__Exercise__: Give again the lines from the line with "the white egret" to the last line of the records, exactly and in full. Do not carry over any pictures.

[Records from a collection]
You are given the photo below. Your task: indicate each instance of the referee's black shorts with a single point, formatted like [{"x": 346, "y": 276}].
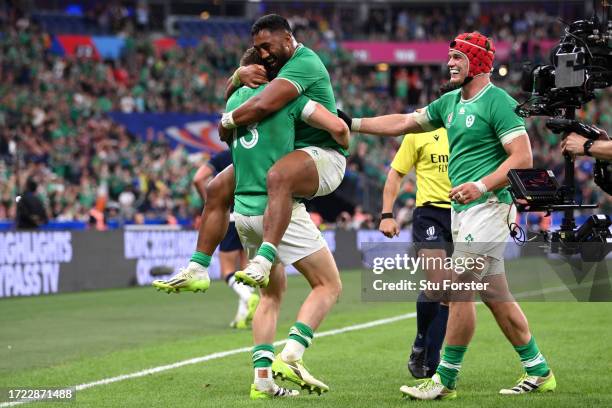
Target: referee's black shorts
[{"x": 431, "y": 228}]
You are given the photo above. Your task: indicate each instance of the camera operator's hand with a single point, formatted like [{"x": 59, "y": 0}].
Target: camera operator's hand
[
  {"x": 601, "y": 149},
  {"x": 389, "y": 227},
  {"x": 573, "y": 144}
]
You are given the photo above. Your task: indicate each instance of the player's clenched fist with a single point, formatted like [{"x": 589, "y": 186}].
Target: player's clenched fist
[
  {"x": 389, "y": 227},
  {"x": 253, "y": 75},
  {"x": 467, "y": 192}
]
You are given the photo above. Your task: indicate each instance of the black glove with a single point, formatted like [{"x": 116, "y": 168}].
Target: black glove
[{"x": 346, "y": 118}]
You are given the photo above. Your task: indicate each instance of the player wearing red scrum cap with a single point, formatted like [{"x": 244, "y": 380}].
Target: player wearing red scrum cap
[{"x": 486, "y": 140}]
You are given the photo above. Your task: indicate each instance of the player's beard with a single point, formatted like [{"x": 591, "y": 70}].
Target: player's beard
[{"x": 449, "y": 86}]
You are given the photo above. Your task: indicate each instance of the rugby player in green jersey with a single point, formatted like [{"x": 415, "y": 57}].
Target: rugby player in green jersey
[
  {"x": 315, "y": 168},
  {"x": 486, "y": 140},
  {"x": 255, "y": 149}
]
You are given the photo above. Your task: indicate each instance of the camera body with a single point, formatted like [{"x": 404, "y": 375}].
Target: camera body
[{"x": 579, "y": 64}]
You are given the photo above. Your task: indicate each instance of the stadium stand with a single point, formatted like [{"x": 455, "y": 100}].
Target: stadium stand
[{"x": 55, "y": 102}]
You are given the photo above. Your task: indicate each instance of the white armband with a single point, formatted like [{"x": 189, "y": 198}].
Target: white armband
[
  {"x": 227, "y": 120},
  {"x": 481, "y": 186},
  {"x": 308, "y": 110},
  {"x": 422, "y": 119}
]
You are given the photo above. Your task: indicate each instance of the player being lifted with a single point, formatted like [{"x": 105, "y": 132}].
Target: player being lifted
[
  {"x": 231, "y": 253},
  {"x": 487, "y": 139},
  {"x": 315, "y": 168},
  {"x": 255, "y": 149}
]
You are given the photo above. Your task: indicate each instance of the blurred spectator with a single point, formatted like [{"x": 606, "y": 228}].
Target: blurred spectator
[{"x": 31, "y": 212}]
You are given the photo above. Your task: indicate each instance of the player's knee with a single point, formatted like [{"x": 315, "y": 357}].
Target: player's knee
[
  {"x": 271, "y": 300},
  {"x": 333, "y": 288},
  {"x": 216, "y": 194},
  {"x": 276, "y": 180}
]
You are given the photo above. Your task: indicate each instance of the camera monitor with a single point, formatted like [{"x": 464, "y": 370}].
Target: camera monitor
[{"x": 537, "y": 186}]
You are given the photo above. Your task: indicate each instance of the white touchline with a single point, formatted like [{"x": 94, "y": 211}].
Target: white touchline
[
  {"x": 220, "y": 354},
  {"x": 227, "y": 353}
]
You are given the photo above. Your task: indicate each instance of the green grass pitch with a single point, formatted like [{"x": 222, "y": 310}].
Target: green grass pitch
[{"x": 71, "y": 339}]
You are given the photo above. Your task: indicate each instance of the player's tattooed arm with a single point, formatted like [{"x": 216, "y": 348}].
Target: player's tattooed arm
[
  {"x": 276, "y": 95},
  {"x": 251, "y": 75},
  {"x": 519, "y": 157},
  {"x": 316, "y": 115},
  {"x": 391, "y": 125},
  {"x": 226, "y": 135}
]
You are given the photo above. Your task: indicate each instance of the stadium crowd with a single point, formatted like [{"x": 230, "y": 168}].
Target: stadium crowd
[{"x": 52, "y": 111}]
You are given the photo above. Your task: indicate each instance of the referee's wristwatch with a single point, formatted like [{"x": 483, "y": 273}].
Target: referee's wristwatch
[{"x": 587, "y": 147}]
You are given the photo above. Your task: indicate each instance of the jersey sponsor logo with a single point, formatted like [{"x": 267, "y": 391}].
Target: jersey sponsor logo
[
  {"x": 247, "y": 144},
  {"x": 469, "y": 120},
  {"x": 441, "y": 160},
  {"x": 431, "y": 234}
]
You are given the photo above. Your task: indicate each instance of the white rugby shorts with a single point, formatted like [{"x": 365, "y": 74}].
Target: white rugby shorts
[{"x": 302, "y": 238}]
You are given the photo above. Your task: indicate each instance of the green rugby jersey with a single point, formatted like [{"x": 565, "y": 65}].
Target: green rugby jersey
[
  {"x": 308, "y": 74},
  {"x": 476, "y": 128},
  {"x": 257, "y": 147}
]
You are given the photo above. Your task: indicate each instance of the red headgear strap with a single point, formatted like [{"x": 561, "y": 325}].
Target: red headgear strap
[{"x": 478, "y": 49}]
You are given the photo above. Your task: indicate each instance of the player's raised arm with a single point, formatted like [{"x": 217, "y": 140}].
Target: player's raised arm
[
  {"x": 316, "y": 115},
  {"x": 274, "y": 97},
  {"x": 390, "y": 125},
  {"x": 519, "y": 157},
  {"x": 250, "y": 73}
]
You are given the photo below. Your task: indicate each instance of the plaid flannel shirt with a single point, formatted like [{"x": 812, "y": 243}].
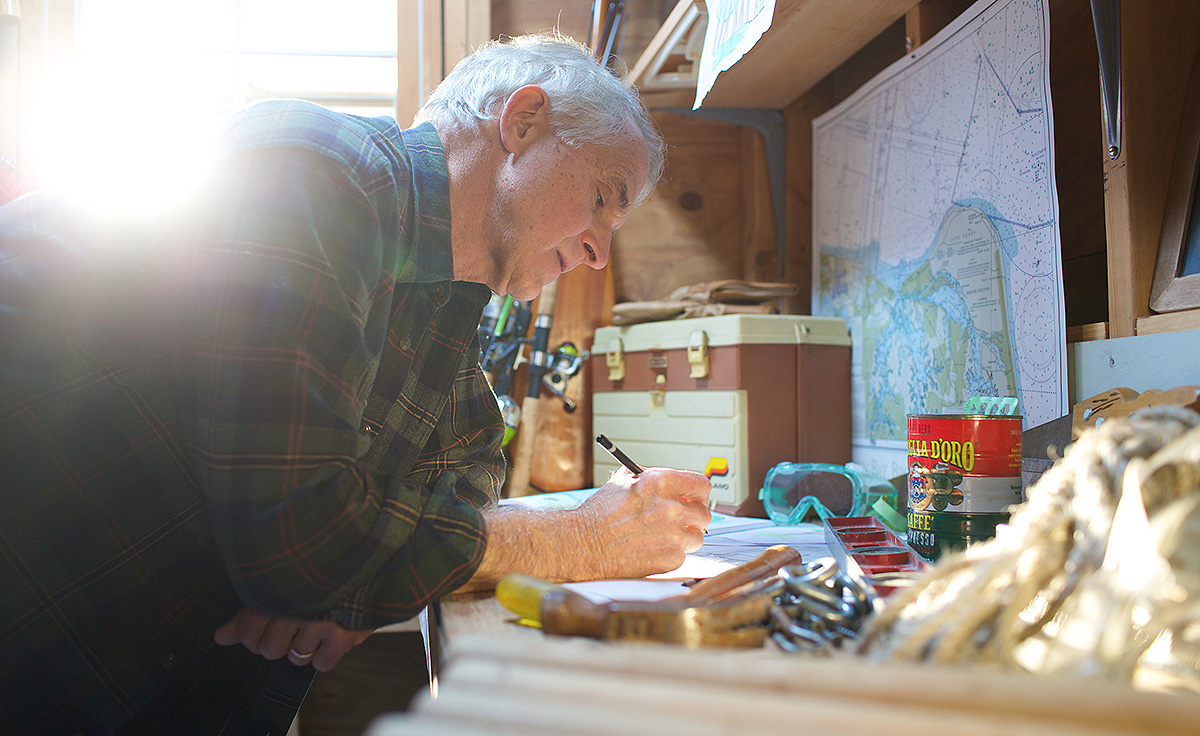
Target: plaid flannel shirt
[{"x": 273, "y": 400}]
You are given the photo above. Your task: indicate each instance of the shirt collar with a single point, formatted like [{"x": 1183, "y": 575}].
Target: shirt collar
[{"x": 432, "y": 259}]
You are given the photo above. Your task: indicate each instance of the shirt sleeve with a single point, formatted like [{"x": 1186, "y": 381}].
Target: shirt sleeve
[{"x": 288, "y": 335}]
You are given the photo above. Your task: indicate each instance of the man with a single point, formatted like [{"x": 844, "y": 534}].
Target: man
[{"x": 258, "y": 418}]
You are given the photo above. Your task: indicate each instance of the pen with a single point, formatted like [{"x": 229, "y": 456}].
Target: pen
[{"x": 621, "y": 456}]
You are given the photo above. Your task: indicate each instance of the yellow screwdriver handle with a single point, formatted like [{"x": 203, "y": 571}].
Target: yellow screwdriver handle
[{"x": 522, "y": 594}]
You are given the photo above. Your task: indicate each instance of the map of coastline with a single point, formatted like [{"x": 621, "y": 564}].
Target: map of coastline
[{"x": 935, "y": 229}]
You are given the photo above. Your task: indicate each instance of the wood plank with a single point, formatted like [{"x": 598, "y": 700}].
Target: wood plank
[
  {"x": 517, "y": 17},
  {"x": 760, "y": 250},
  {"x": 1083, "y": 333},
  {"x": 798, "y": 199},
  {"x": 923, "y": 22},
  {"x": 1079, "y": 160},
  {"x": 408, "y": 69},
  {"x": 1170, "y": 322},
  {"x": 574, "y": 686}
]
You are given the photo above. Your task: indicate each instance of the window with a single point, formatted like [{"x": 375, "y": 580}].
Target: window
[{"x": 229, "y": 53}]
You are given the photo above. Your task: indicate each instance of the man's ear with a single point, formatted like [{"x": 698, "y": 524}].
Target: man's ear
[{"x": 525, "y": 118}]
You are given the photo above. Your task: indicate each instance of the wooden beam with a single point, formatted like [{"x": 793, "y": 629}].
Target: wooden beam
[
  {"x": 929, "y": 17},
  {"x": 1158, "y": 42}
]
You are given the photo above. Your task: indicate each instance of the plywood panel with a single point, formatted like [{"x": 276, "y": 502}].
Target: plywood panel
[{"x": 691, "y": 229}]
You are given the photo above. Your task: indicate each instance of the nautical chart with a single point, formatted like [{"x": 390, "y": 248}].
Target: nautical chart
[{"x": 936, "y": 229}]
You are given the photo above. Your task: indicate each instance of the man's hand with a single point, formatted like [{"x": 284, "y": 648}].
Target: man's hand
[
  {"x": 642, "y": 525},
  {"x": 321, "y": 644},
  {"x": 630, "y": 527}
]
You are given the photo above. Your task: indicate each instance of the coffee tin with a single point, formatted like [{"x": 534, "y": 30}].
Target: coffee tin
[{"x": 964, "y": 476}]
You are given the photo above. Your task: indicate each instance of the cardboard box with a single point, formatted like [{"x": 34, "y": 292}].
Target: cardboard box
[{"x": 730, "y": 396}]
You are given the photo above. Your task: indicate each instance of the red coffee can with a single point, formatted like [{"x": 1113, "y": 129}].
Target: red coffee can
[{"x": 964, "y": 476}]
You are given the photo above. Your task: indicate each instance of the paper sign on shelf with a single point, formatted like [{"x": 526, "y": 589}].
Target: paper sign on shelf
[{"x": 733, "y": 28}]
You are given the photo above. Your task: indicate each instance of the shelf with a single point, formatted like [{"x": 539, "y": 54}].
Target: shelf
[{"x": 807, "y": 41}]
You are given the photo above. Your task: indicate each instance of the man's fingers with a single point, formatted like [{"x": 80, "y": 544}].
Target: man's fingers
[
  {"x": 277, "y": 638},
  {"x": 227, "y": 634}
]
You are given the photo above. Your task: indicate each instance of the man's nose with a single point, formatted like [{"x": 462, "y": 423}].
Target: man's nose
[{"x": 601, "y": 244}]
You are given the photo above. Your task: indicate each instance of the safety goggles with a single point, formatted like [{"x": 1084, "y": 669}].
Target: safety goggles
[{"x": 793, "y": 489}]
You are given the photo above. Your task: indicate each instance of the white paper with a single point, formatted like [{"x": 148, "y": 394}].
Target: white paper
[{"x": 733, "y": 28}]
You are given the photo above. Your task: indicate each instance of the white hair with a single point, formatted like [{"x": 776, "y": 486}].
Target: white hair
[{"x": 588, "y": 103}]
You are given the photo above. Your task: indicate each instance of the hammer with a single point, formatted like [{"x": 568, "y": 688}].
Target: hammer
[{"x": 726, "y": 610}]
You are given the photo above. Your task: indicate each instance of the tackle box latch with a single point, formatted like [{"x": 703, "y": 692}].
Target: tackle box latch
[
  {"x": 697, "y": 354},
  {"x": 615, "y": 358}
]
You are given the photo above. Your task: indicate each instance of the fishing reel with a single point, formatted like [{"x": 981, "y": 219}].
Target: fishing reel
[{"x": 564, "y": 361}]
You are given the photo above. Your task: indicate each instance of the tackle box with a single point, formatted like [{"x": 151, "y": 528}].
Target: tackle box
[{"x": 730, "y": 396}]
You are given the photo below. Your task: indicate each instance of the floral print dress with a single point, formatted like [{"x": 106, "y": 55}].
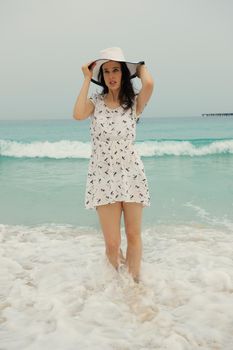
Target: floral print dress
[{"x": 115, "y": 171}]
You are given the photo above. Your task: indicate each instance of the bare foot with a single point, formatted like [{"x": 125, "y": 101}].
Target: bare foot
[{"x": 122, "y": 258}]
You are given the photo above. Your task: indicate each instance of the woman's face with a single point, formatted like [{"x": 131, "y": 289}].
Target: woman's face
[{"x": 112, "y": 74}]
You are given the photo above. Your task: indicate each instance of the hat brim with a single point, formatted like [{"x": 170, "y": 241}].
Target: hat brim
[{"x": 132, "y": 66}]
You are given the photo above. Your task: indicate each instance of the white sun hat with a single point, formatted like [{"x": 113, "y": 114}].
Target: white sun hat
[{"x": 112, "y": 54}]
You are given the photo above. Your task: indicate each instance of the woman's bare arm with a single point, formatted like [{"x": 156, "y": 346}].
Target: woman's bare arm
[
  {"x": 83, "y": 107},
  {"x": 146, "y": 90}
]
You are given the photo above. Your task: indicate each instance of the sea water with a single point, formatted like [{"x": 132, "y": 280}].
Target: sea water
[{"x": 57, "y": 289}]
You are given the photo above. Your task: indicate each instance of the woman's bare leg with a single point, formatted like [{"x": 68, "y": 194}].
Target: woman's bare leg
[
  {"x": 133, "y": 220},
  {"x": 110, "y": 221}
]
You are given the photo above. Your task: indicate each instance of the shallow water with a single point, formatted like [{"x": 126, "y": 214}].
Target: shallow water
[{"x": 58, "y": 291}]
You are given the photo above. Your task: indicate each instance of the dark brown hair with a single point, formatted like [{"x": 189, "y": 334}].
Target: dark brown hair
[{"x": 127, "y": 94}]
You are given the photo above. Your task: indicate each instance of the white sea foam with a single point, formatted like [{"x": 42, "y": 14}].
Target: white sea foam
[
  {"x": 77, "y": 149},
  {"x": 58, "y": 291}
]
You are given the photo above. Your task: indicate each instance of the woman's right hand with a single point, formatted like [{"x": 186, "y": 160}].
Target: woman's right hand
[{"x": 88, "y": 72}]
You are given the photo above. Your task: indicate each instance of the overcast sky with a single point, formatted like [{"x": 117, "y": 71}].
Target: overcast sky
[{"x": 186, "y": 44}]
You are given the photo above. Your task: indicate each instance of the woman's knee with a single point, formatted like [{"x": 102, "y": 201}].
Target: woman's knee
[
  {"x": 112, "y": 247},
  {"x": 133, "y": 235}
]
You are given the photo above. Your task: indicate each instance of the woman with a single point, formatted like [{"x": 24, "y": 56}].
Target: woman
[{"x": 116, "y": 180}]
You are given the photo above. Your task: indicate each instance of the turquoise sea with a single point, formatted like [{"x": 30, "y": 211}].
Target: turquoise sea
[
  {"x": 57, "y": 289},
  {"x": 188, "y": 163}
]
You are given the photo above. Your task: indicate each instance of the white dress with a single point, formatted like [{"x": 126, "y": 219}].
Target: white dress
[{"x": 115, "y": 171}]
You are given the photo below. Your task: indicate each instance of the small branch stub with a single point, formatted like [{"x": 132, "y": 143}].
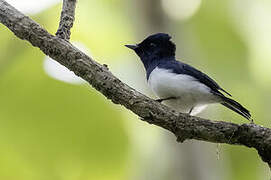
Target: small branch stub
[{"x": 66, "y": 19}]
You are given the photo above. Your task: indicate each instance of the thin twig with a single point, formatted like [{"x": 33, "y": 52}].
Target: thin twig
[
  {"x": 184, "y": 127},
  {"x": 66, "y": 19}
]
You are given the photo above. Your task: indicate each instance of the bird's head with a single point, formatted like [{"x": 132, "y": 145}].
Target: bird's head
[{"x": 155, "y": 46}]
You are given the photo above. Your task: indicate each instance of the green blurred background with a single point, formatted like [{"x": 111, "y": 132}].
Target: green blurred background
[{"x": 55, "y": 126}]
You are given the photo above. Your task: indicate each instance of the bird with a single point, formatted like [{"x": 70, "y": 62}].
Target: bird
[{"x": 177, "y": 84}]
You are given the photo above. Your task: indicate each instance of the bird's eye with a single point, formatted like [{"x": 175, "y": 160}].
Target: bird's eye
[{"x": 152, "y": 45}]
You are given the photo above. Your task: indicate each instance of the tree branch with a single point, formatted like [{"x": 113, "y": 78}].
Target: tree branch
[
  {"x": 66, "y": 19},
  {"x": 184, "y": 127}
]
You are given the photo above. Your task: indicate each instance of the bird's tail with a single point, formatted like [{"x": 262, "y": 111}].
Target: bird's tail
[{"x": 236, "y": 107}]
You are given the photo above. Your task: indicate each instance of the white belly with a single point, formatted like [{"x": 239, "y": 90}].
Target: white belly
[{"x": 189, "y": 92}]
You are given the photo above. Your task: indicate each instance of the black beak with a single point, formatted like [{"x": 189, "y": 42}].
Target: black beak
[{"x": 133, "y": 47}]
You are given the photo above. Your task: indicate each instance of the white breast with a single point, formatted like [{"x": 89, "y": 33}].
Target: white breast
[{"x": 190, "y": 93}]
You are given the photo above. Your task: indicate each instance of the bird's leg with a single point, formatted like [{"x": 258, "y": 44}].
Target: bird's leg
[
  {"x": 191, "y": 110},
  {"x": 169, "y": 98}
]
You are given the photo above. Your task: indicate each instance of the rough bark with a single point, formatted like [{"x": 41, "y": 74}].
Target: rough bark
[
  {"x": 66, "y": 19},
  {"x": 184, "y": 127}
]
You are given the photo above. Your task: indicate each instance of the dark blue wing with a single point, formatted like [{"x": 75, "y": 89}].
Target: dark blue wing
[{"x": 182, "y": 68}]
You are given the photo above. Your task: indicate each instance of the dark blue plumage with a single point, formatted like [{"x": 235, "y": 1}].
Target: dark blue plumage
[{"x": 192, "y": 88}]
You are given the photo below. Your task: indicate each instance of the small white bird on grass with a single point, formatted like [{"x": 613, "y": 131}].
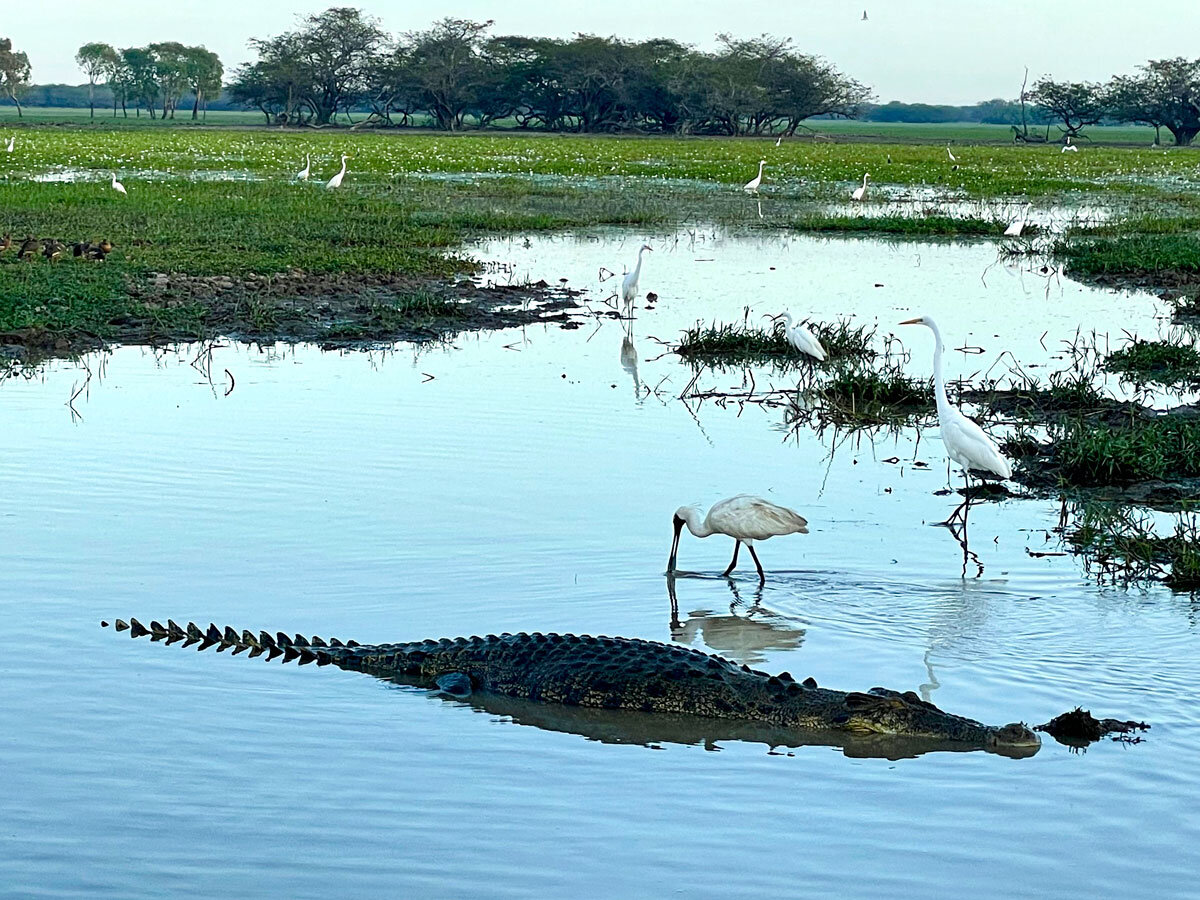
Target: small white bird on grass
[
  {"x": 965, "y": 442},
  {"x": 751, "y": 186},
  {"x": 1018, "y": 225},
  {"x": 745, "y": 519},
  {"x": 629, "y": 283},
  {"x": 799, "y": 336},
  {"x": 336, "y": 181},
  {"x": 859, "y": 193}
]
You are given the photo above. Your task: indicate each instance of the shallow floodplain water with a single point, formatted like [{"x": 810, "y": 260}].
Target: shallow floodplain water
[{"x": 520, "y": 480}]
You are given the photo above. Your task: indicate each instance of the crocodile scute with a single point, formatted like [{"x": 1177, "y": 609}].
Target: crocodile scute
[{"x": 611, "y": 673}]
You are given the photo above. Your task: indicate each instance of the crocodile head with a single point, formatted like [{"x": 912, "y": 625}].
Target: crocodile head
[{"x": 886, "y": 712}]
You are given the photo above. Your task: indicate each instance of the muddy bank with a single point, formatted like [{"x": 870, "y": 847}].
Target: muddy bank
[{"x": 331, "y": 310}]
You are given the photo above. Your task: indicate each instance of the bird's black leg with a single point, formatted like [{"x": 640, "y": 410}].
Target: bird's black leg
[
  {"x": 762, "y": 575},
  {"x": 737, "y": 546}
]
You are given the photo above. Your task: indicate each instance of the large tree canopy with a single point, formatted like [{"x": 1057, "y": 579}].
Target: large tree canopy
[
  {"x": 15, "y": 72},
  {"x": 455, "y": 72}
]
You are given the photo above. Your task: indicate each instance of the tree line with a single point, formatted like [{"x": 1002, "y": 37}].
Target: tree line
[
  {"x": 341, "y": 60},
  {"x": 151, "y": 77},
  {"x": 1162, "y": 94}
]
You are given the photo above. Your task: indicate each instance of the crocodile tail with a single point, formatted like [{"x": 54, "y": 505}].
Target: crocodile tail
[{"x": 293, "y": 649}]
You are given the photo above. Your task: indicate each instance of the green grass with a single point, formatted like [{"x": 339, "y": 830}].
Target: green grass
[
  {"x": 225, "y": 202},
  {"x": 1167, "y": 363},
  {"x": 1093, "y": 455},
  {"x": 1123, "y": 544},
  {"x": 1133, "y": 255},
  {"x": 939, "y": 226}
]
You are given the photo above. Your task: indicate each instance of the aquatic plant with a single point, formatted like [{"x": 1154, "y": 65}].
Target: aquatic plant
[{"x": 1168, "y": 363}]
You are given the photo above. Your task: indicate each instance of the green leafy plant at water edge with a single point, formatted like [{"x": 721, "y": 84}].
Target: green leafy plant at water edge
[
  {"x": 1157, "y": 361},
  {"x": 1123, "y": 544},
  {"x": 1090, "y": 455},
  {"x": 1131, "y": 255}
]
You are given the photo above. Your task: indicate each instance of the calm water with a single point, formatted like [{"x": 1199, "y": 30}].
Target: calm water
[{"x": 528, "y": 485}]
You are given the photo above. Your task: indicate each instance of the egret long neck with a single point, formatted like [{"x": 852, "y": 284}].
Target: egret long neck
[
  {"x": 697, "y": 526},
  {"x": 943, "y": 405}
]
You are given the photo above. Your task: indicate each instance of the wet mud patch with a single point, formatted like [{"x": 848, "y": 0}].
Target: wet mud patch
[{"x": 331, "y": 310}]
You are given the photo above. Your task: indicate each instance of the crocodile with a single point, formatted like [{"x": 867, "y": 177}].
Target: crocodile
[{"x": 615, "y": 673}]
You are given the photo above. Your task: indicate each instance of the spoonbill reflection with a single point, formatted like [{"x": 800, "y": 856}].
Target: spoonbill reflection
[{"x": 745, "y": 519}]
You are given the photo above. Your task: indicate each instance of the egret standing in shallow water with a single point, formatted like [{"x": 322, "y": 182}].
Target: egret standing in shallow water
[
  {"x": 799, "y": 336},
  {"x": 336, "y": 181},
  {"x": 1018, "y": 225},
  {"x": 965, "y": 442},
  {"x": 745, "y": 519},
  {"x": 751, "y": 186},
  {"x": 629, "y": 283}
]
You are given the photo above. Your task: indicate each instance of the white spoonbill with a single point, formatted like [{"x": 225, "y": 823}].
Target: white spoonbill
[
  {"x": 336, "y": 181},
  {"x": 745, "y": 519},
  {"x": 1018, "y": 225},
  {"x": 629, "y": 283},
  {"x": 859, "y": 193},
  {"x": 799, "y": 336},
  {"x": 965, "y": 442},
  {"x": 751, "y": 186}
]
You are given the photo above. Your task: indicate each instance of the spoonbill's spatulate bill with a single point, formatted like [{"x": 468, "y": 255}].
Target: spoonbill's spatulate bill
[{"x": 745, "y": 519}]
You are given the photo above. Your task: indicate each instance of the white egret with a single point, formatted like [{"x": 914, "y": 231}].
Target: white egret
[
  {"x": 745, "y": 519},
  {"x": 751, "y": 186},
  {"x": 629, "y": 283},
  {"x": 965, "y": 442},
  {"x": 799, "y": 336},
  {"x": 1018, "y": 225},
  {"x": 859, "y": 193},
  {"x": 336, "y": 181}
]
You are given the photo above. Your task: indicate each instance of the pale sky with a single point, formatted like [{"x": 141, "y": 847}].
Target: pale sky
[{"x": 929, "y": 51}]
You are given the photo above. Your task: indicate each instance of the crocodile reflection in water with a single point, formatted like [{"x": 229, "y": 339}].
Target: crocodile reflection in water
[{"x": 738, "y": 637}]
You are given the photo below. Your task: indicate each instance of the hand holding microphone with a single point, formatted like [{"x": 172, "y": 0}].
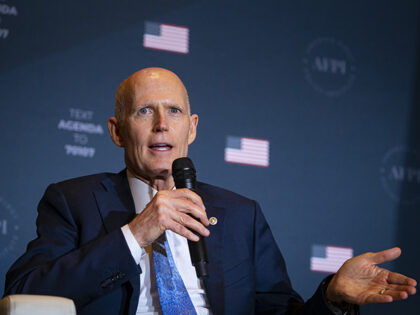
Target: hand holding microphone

__Completed task__:
You are given the photo above. Your task: indicate each instance of the white egret with a single point, formatted like [{"x": 914, "y": 231}].
Target: white egret
[
  {"x": 745, "y": 519},
  {"x": 751, "y": 186},
  {"x": 629, "y": 283},
  {"x": 965, "y": 442},
  {"x": 799, "y": 336},
  {"x": 1018, "y": 225},
  {"x": 859, "y": 193},
  {"x": 336, "y": 181}
]
You are given the photo above. Your task: indicate each instance of the pale sky with a single point, formatted like [{"x": 141, "y": 847}].
Target: pale sky
[{"x": 929, "y": 51}]
You are given the photo above. Your task: indicate each instance of the crocodile reflection in water with a single point, formatted like [{"x": 229, "y": 339}].
Target: crocodile reflection in water
[{"x": 738, "y": 637}]
You are given the photo below. Your task: indicate each instance of the hand holding microphone with a single point, formatted like [{"x": 172, "y": 0}].
Target: hand holding microphone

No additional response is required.